GIVEN EXERCISE: Identify each line of the material below that contains the word "hand" and copy those lines out. Uppercase and lowercase letters must match.

+++ RAW DATA

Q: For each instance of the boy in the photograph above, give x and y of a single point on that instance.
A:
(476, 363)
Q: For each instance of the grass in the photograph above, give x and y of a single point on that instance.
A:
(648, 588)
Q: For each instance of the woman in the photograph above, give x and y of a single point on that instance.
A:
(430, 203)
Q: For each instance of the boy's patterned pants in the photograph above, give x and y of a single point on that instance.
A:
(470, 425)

++++++
+++ RAW DATA

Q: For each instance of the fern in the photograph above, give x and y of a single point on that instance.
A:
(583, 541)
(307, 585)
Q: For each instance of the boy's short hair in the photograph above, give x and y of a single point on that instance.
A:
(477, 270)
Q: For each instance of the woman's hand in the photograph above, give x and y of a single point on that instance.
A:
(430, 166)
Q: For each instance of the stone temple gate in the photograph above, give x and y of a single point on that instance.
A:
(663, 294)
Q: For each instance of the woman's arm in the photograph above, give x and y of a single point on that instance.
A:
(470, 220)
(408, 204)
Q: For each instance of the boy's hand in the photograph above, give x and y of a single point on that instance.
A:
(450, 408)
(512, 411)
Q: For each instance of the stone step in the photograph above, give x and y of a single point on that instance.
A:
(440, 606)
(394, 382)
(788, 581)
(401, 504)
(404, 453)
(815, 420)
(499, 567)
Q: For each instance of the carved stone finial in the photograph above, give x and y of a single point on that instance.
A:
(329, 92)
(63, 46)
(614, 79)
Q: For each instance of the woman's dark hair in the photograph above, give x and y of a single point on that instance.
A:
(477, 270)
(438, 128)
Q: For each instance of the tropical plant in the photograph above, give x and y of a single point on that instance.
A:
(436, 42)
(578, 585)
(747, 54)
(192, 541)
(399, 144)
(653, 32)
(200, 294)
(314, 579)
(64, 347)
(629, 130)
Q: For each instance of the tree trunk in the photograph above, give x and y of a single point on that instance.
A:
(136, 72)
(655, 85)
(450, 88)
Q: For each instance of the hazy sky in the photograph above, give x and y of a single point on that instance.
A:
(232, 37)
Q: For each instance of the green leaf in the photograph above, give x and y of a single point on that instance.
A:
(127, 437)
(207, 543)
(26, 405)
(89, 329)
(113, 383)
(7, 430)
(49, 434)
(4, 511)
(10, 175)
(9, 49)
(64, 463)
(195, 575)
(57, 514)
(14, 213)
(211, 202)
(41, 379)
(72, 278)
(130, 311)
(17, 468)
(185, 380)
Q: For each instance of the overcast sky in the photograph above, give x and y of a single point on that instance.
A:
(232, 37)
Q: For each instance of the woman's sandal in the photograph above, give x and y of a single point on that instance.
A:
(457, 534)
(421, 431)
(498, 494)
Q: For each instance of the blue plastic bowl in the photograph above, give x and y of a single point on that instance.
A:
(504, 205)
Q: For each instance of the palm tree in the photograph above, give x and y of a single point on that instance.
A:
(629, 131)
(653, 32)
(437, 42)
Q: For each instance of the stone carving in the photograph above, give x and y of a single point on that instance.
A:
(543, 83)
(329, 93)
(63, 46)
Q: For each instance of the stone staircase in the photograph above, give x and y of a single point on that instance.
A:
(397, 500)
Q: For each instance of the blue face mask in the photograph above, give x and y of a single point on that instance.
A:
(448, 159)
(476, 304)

++++++
+++ RAW DATA

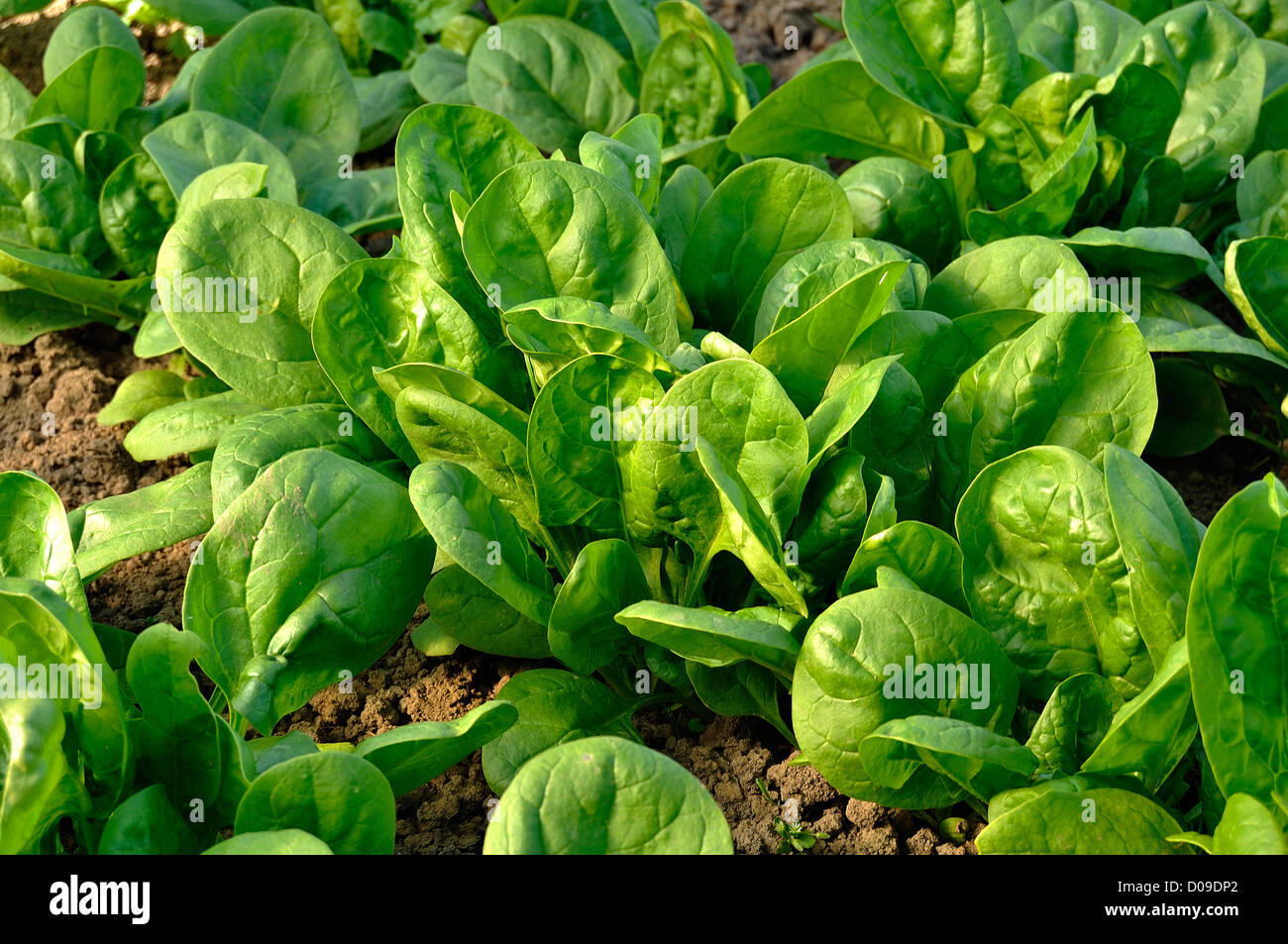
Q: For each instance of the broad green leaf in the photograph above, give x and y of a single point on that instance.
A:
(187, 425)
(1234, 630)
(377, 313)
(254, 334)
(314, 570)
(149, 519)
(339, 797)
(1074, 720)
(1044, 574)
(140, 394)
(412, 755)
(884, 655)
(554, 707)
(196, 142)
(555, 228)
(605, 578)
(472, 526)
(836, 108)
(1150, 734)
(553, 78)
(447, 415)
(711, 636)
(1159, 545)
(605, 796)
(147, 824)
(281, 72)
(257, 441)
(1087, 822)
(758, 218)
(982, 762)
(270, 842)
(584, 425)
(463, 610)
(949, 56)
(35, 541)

++++++

TASK ANSWER:
Q: For each instance of the woman's hand in the photograph above, give x and y of a single point on that instance.
Q: For each instance of the boy's hand in the photograph above, give x and y of a single point on that instance.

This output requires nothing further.